= Given instruction =
Copy out each line exactly as it appears.

____________

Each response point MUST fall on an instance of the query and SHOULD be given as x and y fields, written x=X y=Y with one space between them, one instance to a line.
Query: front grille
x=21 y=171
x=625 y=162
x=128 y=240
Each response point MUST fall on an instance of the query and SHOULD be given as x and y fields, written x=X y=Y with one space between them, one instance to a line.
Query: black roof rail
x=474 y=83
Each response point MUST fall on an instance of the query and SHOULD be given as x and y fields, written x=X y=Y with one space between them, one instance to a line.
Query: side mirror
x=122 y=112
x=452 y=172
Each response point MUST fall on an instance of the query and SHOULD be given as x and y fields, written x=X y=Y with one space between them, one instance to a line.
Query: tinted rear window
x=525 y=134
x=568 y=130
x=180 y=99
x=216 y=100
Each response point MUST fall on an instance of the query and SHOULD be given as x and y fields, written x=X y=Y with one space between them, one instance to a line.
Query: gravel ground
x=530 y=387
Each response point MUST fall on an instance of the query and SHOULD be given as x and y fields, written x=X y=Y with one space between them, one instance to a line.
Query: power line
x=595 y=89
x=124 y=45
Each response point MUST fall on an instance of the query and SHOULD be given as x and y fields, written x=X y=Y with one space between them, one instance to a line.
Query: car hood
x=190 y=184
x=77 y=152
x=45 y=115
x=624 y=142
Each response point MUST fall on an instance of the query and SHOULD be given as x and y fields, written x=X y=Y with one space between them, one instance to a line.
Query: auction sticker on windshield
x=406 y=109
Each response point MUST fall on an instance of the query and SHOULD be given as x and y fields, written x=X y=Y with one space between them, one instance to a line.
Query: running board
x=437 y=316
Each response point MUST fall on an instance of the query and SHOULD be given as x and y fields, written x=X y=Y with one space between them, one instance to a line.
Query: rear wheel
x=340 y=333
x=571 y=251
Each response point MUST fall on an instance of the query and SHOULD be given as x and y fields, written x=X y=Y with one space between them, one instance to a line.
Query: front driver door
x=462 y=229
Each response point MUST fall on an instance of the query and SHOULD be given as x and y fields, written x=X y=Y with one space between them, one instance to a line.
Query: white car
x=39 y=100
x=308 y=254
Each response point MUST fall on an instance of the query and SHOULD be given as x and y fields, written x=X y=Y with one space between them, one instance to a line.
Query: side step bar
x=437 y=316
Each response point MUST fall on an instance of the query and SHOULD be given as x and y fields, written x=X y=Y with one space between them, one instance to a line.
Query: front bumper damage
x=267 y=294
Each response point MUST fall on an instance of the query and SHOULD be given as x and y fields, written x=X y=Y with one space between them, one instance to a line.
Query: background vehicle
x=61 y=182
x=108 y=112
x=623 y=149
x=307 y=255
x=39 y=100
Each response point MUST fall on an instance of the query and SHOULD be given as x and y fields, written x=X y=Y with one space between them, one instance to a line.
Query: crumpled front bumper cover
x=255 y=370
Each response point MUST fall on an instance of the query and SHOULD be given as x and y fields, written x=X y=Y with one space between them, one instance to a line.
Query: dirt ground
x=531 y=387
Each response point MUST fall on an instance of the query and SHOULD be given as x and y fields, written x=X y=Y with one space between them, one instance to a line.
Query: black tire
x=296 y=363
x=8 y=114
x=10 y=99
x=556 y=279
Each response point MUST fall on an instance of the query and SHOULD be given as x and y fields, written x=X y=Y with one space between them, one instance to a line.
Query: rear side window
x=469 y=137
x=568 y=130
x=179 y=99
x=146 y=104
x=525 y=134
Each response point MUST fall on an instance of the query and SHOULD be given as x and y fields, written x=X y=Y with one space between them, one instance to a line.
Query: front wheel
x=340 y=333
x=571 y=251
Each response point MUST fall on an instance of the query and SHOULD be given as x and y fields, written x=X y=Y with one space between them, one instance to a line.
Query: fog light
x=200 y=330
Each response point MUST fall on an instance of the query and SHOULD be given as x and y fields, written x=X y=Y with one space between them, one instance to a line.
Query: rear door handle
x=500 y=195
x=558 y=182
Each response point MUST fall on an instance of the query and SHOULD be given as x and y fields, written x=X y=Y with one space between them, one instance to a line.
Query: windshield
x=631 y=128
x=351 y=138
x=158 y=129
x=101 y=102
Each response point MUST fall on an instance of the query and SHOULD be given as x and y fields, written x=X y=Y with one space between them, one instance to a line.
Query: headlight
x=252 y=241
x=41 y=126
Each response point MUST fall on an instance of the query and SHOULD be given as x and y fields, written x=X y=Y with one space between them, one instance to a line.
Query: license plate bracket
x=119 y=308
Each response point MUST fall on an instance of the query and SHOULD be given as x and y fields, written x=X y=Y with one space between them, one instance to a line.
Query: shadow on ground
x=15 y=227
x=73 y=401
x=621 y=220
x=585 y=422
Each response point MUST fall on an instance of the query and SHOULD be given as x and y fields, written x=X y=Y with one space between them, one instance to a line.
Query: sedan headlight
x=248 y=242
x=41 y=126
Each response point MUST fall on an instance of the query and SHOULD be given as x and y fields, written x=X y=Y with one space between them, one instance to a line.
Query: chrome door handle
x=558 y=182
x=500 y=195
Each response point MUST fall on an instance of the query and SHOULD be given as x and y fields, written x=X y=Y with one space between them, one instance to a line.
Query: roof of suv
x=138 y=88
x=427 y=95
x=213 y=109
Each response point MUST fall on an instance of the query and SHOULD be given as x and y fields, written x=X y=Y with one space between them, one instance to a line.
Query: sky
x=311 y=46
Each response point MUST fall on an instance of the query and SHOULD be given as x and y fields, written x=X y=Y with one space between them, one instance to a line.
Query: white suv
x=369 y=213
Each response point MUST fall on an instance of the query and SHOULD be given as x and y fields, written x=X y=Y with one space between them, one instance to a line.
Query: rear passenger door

____________

= Final result =
Each response point MUST fall on an instance of the query and SHOULD be given as x and y fields, written x=X y=Y with one space between them, one instance to a line.
Query: front grille
x=21 y=171
x=625 y=162
x=128 y=240
Each response point MUST fall on an instance of the query and SHOULD be given as x and y fields, written x=X y=Y with one space between them, one instance to a line.
Query: black roof rail
x=474 y=83
Each response point MUST fall on an instance of the query and SHOULD be given as x and y fields, written x=X y=Y with one space between them, one instance to a line.
Query: side mirror
x=122 y=112
x=452 y=172
Each response point MUST fall on an instance of the query and SHOULD be given as x and y fields, written x=X y=Y with one space between them, one instance to a line.
Query: tinted rear window
x=525 y=134
x=568 y=130
x=180 y=99
x=216 y=100
Each response point MUST fall on an instance of the query and SHOULD be given as x and y fields, written x=X y=Y with one space between them, one instance to a line.
Query: gravel ground
x=530 y=387
Each response point MUST fall on an instance of the query and SHOULD be given as x and y fields, written x=X y=Y with one space between them, one instance to a line.
Query: power line
x=595 y=89
x=124 y=45
Each response point MUST fall on an instance of the query and SHOULD be given as x and y fields, written x=X y=Y with one space between them, one instance to a line.
Query: car hood
x=190 y=184
x=77 y=152
x=45 y=115
x=624 y=142
Each response point MUST fall on an instance of the query and SHOULD be given as x and y fields, written x=X y=Y with one space between them, one instance to a line.
Query: auction sticker on windshield
x=406 y=109
Each response point MUST fall on an instance of the query and SHOULD be given as x and y fields, written x=X y=Y with one space between them, one instance to a line.
Query: running board
x=437 y=316
Each response point MUST fall on an instance of the query and SHOULD be given as x and y fields, written x=X y=Y with one space between them, one instance to a line.
Query: rear wheel
x=340 y=333
x=571 y=251
Each response point MUST fall on an instance of the query and SHOULD be given as x and y fields, written x=X y=Y with one space between them, one instance to a line.
Query: front driver door
x=462 y=229
Each response point MUST fall on an instance of the query and SHOULD be given as x and y fields, written x=X y=Y with one space between them, one instance to a line.
Query: white car
x=39 y=100
x=308 y=254
Each response point MUST fall on an instance of the query and SHOULD be given as x and y fields, written x=X y=Y with one space between them, one instance to a line.
Query: side step bar
x=437 y=316
Each response point MUST fall on an instance of the query and SHOULD be given as x and y fields, written x=X y=Y with one space between them, one instance to a line.
Query: front bumper damage
x=267 y=294
Each response point MUST fall on an instance of the query and SHOULD be given as x and y fields, written x=X y=Y with one space between them, one instance to a line.
Query: background vehicle
x=61 y=182
x=108 y=112
x=623 y=149
x=307 y=255
x=39 y=100
Each response point MUST fall on an instance of the query and SHOULD be given as x and y fields, written x=X y=Y with one space between them, one instance to a line.
Query: crumpled front bumper cover
x=255 y=370
Each response point MUST fall on an instance of the query and SHOULD be given as x and y fields, written x=X y=Y with one space between them, one instance to a line.
Query: dirt ground
x=531 y=387
Each response point MUST fall on an instance of the query and SHOULD be given as x and y fields, written x=X y=Y with one space between them, one instance to a line.
Query: black tire
x=296 y=363
x=8 y=114
x=10 y=99
x=556 y=279
Each response point MUST fall on an instance of the query and SHOULD be given as x and y fields, written x=X y=Y with one space between them, one instance to a line.
Query: rear side window
x=469 y=137
x=568 y=130
x=179 y=99
x=146 y=104
x=525 y=134
Each response point MUST fall on an instance of the query and SHOULD be given as x and y fields, written x=X y=Y with one space between them, one instance to a line.
Query: front wheel
x=340 y=333
x=571 y=251
Each response point MUST fall on an instance of the query and SHOULD be given as x and y fields, written x=X y=Y with one space between them, one instance to a line.
Query: fog light
x=200 y=330
Each response point MUST fall on an instance of the query and SHOULD be given as x and y fields, written x=X y=Y with one space between them, one instance to a line.
Query: rear door handle
x=500 y=195
x=558 y=182
Each response point MUST fall on an instance of the query and SHOULD be given as x and y fields, written x=X y=Y with one space between them, one instance to a line.
Query: windshield
x=631 y=128
x=351 y=138
x=158 y=129
x=101 y=102
Each response point MUST fall on an instance of the query and SHOULD be given as x and y fields, written x=X y=Y with one space between them, one instance to a line.
Query: headlight
x=252 y=241
x=41 y=126
Each response point MUST fall on an instance of the query and SHOULD be given as x and y fields, written x=X y=Y with one space between them, one instance to a line.
Query: license plate bracket
x=119 y=308
Each response point MUST fall on an instance of the query and SHOULD be given as x and y fields, written x=X y=Y with one space between them, one instance to a line.
Query: shadow on ground
x=15 y=227
x=73 y=401
x=621 y=220
x=585 y=422
Each response point MUST fall on an instance of the query and SHOULD be given as x and y fields, written x=X y=Y with one space between them, one instance to a line.
Query: sedan headlight
x=248 y=242
x=41 y=126
Each response point MUST fall on an instance of the query and SHOULD be given as x and y fields, written x=X y=Y with one space between them, one instance to a line.
Query: chrome door handle
x=558 y=182
x=500 y=195
Each response point MUST fall on an instance of the query and SHOULD be given as x and y fields, written x=X y=Y with one space between them, one instance to a line.
Query: roof of suv
x=138 y=88
x=427 y=95
x=213 y=109
Each response point MUST fall on an instance of the query and SHOULD be given as x and y fields, written x=X y=Y with one space between them, one instance to a line.
Query: sky
x=311 y=46
Each response point MUST fall on an instance of the query and SHOULD be given as x and y fields, written x=X y=Y with one space between them, one instance to a line.
Query: white suv
x=369 y=213
Each response point MUST fall on an instance of the query and SHOULD be given as x and y fields, written x=X y=Y with one space between them, one instance to a line.
Query: rear passenger door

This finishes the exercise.